Work instructions: Transcribe every line, keeping it exact.

Task material:
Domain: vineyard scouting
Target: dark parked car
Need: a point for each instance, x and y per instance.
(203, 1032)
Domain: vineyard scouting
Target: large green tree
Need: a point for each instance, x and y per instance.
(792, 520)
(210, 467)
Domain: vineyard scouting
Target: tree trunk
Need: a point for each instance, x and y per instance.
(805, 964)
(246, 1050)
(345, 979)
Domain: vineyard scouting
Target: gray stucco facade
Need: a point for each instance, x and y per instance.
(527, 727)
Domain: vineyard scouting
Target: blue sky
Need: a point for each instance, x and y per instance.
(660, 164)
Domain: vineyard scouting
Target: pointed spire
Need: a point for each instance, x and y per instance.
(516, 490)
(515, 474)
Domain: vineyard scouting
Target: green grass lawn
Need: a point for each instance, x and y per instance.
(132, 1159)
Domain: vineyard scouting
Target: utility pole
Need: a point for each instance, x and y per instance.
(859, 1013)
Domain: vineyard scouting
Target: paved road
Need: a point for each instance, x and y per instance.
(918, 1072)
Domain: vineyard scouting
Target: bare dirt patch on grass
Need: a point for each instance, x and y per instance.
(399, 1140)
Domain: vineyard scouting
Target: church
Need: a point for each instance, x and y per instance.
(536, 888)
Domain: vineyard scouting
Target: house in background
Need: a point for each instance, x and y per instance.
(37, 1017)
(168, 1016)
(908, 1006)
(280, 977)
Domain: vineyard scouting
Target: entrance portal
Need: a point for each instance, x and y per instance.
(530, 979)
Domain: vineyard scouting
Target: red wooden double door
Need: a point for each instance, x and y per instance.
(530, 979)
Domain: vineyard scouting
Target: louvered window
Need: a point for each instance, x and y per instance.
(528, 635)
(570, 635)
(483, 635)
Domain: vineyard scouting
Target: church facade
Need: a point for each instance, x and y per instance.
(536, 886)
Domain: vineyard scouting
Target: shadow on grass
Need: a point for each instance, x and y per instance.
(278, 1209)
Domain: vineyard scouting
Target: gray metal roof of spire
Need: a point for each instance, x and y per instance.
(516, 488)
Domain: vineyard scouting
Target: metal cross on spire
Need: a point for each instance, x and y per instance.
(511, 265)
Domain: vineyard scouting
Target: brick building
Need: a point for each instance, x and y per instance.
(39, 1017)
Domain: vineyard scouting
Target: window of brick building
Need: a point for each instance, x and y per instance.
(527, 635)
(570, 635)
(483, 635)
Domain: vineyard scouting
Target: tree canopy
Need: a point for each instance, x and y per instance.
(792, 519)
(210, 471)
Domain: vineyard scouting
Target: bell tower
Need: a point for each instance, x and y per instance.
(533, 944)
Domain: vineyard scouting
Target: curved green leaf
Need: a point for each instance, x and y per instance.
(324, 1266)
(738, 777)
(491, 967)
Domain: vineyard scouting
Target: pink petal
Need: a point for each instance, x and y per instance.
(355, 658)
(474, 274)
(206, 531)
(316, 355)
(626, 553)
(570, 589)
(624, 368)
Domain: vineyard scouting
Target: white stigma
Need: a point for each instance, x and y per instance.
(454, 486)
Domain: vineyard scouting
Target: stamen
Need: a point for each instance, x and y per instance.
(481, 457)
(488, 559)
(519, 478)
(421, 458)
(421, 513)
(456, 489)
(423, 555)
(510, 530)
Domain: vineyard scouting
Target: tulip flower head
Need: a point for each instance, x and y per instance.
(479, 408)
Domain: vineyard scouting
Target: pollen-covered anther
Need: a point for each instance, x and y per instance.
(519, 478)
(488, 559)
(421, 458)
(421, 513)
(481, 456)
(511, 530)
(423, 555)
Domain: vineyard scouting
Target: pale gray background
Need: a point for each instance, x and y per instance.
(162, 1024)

Answer to this problem:
Domain: vineyard scouting
Target: dark parked car
Need: a point for each instance, x and y per instance.
(203, 1032)
Domain: vineyard scouting
Target: large green tree
Need: a point for each instance, x and y per instance.
(792, 520)
(210, 467)
Domain: vineyard scouting
Target: tree trunk
Need: a point for each instance, x and y per instance.
(805, 964)
(246, 1050)
(345, 979)
Domain: vineyard scouting
Target: gray stucco facade
Need: a point for each instance, x and y per instance.
(527, 727)
Domain: vineyard scouting
Target: blue sky
Need: a point for each instance, x and y per instance.
(660, 164)
Domain: vineyard scouting
Target: pointed spire
Need: a point for each instance, x and y per instance.
(516, 490)
(515, 474)
Domain: vineyard scouting
Target: green grass lawn
Need: a point for each instance, x and y per instance.
(132, 1159)
Domain: vineyard scouting
Target: utility pole
Need: a point for each instance, x and y per instance.
(859, 1013)
Domain: vineyard scouting
Target: paved road
Need: a point for each instance, x and y per instance.
(918, 1072)
Domain: vineyard scouting
Target: bare dirt patch on grass
Need: a point for each instance, x and y per instance.
(399, 1140)
Domain: vineyard scouting
Target: church
Need: a point for each instance, x and y per instance.
(536, 888)
Domain: vineyard scouting
Target: house in background
Need: a point for each instance, x and y per instance.
(37, 1017)
(168, 1016)
(908, 1006)
(280, 977)
Domain: vineyard scouting
Target: entrance portal
Need: a point for each instance, x and y per instance.
(530, 979)
Domain: vineyard scouting
Target: red wooden double door
Need: a point for each instance, x and y per instance.
(530, 979)
Domain: vineyard scouting
Target: louvered window
Need: a point for each instance, x and y per instance.
(528, 635)
(570, 635)
(483, 635)
Domain: vineyard scouting
Target: church facade
Need: a point for each instance, x and y per instance.
(536, 886)
Domain: vineyard scouting
Target: shadow on grass
Need: a point for each instance, x and y per instance.
(278, 1209)
Domain: vineyard scouting
Target: gray metal roof of spire
Need: a point for each instance, x and y per instance.
(516, 488)
Domain: vineyard scouting
Target: metal cross on spire
Need: a point for each instance, x and y per instance.
(511, 265)
Domain: vineyard scouting
Target: brick building
Need: a point for each instance, x and y per instance.
(39, 1017)
Domain: vineyard scouting
Target: window of brick building
Need: a point for each instance, x and y per instance.
(527, 635)
(570, 635)
(483, 635)
Domain: vineyard scouting
Target: tree canopy
Need: a point for each instance, x and y per instance.
(792, 519)
(210, 471)
Domain: vineyard scouting
Target: bell tower
Need: a point for each instance, x and y per instance.
(533, 944)
Domain: vineyard scouting
Target: curved green leaf
Need: a point for each instance, x and y per instance.
(324, 1266)
(738, 777)
(491, 967)
Domain: vineyard scouting
Target: pink petal
Need: a point for each instance, x and y per instance.
(355, 658)
(474, 274)
(206, 531)
(316, 355)
(626, 553)
(570, 589)
(624, 368)
Domain: vineyard scouting
Target: white stigma
Need: a point for each instance, x and y per instance.
(454, 486)
Domain: vineyard scouting
Target: stamen
Need: a point for each instance, x and y per instance.
(481, 457)
(488, 559)
(519, 478)
(421, 458)
(421, 513)
(456, 489)
(423, 555)
(510, 530)
Domain: vineyard scouting
Target: tulip flower head
Need: a point for each instance, x and y per instance.
(479, 408)
Domain: vineyard scouting
Target: pollen-covered anther
Need: a point for each instance, x and y per instance.
(519, 478)
(488, 559)
(421, 458)
(421, 513)
(481, 456)
(511, 530)
(423, 555)
Domain: vineyard scouting
Target: pale gray background
Need: a point for each instance, x and y per instance.
(162, 1024)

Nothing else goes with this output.